The problem: Count the lines in the data below that contain the string "brick" with the same capitalization. Reply with the number only.

────────────────────

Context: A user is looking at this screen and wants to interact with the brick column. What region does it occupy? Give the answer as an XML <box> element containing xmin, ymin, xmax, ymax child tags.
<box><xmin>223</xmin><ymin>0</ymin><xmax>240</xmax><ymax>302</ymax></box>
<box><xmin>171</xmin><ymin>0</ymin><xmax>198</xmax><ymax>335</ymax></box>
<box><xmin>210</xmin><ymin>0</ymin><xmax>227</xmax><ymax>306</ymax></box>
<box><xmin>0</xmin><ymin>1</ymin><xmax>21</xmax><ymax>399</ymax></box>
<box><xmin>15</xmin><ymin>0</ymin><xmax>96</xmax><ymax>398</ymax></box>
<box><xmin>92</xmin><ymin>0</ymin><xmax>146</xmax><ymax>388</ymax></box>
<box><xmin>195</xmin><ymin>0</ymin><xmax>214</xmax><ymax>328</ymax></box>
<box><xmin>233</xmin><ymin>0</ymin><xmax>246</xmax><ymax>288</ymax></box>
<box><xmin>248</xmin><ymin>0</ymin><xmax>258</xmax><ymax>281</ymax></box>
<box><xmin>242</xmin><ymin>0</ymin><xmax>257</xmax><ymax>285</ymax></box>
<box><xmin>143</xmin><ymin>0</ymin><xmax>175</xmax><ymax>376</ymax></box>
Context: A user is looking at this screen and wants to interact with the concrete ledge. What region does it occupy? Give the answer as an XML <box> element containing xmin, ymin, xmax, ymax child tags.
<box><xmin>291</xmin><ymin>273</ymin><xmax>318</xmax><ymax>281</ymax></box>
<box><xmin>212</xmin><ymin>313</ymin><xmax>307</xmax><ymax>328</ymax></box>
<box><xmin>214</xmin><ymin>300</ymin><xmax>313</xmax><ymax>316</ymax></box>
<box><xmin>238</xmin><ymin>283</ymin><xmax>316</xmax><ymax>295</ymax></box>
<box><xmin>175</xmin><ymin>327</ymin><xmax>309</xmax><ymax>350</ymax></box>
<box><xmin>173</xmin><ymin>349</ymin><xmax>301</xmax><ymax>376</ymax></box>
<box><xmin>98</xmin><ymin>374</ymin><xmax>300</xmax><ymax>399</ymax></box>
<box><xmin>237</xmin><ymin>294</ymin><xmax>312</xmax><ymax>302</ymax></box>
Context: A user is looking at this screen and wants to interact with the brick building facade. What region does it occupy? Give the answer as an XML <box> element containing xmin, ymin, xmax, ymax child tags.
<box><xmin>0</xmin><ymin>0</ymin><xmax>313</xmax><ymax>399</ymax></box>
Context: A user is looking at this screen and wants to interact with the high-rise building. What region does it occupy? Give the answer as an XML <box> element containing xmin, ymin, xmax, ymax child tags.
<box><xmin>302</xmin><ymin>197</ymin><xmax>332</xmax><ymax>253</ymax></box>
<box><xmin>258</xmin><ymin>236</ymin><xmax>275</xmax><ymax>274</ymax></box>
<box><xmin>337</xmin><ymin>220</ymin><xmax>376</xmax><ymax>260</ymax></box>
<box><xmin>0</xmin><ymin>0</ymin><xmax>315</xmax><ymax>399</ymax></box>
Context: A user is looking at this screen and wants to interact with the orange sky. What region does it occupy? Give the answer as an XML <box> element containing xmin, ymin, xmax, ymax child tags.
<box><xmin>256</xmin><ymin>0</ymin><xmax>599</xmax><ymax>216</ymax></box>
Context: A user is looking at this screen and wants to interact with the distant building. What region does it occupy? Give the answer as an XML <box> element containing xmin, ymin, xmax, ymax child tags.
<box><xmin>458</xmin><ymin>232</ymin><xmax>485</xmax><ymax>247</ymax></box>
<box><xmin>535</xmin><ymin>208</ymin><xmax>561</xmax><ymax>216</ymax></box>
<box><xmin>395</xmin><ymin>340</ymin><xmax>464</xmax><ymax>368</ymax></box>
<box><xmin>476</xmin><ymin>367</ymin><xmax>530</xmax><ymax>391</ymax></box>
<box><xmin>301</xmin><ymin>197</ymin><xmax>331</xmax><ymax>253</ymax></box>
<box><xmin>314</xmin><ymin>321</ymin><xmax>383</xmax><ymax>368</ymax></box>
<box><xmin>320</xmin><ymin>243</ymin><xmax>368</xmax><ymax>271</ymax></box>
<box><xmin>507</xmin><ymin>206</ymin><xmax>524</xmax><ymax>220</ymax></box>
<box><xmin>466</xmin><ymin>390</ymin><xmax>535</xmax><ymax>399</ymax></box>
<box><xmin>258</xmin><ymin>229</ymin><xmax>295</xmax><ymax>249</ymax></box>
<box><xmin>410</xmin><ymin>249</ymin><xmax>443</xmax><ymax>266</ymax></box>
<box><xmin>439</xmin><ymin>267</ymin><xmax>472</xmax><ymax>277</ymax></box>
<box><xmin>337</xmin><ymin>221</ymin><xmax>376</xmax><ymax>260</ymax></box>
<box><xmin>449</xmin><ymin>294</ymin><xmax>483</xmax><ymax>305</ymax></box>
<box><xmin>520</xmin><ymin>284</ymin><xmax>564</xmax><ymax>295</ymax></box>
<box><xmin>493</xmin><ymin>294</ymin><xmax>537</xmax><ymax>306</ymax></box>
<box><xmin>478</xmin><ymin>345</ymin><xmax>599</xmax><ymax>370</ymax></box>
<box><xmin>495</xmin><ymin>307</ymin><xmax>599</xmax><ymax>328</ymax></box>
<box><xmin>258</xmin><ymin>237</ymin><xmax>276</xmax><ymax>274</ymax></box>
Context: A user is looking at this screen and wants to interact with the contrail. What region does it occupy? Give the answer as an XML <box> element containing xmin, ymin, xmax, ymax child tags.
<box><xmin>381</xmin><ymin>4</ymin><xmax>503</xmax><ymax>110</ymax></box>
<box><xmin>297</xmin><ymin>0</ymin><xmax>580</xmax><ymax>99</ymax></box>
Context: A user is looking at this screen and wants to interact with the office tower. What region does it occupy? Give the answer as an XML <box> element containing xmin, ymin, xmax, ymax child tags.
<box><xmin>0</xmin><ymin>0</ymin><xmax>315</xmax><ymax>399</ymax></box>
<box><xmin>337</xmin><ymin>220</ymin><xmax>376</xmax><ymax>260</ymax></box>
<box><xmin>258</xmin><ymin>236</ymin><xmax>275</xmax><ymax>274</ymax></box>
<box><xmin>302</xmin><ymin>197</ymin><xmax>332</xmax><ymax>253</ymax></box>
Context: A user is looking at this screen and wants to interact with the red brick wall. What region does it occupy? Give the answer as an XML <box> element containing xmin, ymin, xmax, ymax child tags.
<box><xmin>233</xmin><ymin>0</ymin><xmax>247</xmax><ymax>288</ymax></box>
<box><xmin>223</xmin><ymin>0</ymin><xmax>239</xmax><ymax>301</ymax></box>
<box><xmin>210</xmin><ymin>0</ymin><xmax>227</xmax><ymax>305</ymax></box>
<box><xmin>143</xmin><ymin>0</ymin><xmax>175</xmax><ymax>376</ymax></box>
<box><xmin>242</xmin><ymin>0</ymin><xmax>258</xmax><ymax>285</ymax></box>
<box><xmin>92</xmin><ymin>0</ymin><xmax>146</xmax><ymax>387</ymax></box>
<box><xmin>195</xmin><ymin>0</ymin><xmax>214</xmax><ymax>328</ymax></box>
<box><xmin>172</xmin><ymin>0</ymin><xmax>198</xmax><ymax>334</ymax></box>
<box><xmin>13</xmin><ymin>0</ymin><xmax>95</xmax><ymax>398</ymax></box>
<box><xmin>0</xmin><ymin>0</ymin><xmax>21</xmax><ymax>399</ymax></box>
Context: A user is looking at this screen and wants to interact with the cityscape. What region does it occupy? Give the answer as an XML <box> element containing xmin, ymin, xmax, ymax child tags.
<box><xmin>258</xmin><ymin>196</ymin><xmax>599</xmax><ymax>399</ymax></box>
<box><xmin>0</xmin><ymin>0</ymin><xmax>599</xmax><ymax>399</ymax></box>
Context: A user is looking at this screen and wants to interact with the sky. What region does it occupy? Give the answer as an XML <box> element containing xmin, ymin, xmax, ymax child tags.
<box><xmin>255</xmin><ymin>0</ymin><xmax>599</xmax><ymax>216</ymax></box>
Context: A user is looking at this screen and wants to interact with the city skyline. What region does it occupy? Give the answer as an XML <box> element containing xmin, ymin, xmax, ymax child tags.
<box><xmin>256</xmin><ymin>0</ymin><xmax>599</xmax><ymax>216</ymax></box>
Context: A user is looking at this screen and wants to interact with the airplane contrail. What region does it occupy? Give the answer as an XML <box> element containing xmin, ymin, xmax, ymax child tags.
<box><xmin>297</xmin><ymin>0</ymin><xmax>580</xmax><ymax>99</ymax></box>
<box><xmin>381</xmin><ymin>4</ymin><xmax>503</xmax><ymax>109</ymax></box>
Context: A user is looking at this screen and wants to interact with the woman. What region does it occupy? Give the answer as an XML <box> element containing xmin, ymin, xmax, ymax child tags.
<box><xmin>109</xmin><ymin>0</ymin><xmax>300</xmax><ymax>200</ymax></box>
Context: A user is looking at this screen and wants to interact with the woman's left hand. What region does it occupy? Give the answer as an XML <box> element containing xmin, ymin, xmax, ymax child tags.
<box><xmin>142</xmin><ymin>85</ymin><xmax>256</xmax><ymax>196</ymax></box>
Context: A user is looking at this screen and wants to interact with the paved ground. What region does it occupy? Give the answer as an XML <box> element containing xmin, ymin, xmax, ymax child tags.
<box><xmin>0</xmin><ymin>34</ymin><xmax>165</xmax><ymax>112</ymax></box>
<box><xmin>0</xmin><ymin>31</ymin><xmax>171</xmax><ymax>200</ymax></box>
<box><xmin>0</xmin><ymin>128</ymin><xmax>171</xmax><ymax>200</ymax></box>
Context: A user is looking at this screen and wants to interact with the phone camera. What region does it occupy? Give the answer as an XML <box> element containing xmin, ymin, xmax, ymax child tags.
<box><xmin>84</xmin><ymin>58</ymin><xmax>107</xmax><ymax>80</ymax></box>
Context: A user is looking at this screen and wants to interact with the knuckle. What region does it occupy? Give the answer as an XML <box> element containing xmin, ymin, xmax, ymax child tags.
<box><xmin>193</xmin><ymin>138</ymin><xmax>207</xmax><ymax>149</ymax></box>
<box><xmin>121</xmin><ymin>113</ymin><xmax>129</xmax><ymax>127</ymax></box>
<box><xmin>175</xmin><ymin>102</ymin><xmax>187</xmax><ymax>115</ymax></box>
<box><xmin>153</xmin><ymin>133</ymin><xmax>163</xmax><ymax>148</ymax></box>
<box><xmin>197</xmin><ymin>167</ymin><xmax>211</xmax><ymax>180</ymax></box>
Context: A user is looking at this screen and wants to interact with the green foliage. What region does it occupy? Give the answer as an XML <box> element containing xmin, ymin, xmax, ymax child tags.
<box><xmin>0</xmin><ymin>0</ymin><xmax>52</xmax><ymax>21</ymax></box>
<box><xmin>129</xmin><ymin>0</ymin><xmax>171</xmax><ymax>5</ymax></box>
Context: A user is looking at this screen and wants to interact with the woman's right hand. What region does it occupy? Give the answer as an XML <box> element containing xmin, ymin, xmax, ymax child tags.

────────────────────

Exercise response: 3